Listing ->
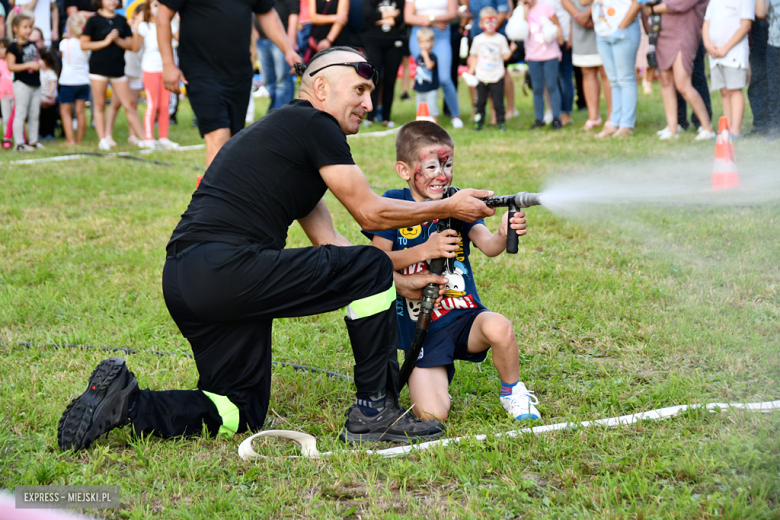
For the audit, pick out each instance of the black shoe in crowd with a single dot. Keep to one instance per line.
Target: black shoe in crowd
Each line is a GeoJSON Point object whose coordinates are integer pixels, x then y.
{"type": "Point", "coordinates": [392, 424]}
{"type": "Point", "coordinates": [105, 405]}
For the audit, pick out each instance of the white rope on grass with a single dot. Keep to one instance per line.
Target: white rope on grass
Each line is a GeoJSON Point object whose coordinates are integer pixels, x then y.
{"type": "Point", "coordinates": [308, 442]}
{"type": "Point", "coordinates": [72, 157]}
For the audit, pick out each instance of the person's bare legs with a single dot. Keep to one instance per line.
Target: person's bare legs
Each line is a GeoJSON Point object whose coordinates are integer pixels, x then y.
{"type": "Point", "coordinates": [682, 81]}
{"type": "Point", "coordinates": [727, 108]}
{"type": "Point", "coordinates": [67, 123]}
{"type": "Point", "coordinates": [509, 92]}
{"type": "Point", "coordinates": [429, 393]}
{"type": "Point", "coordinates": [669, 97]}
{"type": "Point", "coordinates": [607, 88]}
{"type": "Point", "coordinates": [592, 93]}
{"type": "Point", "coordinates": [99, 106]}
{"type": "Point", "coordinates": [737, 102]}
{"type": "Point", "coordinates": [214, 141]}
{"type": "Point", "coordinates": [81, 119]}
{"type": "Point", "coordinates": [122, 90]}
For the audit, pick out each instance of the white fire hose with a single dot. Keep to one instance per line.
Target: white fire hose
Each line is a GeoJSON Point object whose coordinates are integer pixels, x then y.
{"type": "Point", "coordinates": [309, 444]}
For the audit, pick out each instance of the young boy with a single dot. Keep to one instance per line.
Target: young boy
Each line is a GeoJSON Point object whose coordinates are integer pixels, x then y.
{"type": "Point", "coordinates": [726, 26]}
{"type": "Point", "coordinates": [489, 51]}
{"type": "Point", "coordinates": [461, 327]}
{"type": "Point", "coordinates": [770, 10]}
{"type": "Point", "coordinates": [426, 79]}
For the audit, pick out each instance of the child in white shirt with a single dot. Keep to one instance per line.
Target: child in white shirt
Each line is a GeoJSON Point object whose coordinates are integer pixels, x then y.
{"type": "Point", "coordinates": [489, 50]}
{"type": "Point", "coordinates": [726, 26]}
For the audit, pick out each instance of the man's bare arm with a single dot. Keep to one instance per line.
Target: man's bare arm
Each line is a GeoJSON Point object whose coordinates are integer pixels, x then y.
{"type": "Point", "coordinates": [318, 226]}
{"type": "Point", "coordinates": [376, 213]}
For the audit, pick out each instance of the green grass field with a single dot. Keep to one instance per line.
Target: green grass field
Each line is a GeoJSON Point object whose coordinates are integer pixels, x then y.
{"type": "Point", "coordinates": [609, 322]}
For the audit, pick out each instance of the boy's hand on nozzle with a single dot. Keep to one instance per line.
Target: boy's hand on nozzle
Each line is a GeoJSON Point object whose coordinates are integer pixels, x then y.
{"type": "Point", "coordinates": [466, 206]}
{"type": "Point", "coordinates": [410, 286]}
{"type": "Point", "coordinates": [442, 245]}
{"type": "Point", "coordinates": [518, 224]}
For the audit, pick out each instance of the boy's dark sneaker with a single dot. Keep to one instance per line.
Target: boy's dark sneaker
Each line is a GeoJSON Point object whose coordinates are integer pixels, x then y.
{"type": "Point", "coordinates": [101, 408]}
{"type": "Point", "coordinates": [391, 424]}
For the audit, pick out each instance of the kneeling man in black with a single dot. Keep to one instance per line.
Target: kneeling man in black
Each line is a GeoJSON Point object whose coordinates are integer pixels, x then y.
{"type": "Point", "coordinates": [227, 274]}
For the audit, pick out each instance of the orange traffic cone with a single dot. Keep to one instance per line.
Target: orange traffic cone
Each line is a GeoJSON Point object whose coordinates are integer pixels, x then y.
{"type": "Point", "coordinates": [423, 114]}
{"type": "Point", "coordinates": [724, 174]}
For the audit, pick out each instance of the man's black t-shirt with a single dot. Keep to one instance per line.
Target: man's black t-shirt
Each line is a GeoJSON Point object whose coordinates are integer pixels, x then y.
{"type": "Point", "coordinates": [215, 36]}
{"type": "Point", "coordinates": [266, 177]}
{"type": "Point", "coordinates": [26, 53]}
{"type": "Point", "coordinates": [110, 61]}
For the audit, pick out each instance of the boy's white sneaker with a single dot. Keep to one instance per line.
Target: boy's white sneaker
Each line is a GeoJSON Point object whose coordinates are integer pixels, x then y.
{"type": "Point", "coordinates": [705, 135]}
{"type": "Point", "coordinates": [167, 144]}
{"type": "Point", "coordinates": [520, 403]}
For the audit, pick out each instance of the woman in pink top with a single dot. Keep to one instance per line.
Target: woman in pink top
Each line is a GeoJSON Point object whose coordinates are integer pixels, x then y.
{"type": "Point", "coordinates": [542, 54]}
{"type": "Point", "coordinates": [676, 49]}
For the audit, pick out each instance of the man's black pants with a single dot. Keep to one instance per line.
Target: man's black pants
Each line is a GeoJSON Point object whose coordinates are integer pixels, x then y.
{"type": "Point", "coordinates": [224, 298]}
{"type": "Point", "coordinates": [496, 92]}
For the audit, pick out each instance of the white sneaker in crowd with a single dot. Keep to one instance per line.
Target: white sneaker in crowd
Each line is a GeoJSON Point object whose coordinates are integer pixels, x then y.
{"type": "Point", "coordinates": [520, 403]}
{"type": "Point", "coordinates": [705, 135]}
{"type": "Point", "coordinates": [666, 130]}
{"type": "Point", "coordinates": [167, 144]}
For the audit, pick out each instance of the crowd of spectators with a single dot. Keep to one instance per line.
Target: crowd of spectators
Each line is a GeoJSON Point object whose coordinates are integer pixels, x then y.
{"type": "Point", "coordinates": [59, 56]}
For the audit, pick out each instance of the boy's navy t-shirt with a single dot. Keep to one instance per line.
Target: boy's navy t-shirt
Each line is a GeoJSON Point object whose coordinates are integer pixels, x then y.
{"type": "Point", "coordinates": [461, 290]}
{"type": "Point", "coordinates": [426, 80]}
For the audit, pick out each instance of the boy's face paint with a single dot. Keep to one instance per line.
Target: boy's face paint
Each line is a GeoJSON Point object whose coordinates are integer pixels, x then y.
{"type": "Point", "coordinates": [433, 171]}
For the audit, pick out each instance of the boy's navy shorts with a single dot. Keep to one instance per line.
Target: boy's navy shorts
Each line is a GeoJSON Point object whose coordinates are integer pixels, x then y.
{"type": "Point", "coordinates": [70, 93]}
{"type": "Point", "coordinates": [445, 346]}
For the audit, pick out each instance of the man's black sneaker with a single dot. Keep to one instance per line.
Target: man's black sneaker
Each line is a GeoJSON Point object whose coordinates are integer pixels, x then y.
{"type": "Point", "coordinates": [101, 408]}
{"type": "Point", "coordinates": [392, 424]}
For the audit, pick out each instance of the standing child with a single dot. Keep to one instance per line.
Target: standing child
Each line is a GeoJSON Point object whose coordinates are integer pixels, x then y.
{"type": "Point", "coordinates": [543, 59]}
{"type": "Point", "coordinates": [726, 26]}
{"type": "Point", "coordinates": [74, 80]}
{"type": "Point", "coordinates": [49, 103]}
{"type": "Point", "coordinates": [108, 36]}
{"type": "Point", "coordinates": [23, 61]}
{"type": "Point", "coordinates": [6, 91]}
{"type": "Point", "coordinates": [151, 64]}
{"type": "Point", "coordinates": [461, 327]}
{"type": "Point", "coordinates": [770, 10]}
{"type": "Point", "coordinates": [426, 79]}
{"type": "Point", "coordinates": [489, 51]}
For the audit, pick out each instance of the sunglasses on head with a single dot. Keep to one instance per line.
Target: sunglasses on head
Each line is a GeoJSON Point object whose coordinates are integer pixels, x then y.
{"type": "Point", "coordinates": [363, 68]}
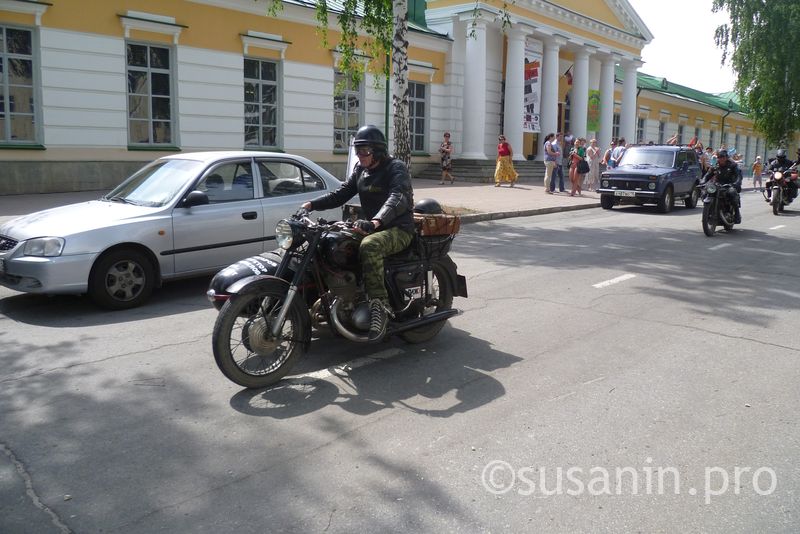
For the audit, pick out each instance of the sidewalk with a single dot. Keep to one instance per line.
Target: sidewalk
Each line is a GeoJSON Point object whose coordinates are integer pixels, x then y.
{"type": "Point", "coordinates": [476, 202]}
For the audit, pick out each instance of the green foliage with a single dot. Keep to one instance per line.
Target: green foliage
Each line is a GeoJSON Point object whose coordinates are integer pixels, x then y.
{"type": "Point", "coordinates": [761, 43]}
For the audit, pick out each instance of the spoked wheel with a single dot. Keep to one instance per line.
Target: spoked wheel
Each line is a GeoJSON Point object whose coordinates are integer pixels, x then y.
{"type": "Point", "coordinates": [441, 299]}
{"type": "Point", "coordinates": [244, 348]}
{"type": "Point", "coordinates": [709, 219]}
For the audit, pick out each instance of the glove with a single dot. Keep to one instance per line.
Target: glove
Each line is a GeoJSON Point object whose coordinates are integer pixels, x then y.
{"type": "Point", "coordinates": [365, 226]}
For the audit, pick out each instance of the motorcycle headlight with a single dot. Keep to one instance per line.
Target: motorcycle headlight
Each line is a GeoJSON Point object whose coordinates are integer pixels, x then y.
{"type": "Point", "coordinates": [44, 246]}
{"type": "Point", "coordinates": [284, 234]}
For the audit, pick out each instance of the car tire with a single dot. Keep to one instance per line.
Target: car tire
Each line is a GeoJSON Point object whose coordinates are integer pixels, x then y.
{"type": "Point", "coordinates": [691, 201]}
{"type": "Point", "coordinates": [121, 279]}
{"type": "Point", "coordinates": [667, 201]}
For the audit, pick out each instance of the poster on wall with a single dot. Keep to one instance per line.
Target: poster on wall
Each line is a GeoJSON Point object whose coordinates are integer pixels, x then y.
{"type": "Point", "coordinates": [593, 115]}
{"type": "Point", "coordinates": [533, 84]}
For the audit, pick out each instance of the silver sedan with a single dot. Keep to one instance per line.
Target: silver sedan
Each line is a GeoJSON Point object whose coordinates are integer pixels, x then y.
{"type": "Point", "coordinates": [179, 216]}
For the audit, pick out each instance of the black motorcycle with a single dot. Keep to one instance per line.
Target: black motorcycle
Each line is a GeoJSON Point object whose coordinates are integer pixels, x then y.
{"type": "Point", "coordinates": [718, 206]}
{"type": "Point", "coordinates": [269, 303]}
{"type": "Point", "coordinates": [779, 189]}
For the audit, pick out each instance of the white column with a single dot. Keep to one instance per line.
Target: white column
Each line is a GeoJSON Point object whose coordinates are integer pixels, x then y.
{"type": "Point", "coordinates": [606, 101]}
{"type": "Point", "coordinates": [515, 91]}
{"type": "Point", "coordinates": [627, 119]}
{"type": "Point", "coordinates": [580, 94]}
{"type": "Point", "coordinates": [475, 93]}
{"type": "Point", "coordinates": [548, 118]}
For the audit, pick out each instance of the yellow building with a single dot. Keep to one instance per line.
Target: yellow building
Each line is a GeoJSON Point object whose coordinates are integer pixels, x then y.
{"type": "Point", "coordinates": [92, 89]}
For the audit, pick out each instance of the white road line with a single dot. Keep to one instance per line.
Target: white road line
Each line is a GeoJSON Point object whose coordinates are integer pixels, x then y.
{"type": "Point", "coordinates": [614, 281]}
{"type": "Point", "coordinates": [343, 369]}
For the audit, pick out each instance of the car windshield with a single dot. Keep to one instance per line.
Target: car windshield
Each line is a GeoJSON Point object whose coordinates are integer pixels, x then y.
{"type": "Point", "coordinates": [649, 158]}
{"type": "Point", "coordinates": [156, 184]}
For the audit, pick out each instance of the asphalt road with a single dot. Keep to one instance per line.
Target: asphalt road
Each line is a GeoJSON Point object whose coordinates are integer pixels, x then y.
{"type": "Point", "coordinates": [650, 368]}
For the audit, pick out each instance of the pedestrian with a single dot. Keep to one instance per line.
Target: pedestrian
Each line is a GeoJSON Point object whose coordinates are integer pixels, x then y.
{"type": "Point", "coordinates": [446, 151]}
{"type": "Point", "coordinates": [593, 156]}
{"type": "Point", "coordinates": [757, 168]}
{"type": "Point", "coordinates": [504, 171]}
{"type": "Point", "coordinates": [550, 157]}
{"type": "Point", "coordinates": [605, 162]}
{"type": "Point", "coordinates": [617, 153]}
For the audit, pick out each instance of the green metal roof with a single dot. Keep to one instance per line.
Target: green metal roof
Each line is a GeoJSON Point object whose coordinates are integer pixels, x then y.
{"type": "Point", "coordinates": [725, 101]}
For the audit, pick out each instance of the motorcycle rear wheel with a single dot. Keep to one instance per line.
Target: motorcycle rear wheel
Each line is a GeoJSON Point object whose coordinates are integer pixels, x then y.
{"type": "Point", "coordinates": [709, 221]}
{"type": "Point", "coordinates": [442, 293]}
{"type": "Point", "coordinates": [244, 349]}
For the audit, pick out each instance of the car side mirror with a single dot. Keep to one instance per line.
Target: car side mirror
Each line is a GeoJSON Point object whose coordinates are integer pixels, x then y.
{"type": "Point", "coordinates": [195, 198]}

Task requirements -> Reproduce, character for character, the lines of the items above, from the line containing "For the audit, pick out each instance of the asphalt" through the final line of the items, with both ends included.

Full response ->
For the audit, pick out each instance of the asphalt road with a single dot. Keep to one instance per line.
Target: asphalt road
Each line is a GeoJSON Point object whose coordinates are integer pixels, x then y.
{"type": "Point", "coordinates": [650, 368]}
For the audit, pick out each instance of the pedestrian with a single dot. Keep to one instance per line.
Target: pedestrian
Each line is a GeoJSON Point object whose coordinates are integer pixels, x then y.
{"type": "Point", "coordinates": [446, 151]}
{"type": "Point", "coordinates": [593, 156]}
{"type": "Point", "coordinates": [757, 168]}
{"type": "Point", "coordinates": [504, 171]}
{"type": "Point", "coordinates": [550, 157]}
{"type": "Point", "coordinates": [605, 162]}
{"type": "Point", "coordinates": [617, 153]}
For the audit, pick out each instance of the green metal roof with a single dot. Keep to one instance per line.
Target: green metal roof
Each line is a GeoJSON Point object whose coordinates are integer pixels, x then y.
{"type": "Point", "coordinates": [725, 101]}
For the audit, pick out each instance of the motorcycle rear wheel with a single dot. Keep to one instance per line.
Target: motorcycle rear wheel
Each line is a GeoJSON Point object whose coordinates are integer pixels, x then y.
{"type": "Point", "coordinates": [709, 221]}
{"type": "Point", "coordinates": [442, 293]}
{"type": "Point", "coordinates": [244, 349]}
For the audit, pick out each instance of the car side mirror with a single dot. Keep to one instance per line.
Target: car side mirror
Each line is a GeoJSON Point object whose coordinates are integer pixels, x then y.
{"type": "Point", "coordinates": [195, 198]}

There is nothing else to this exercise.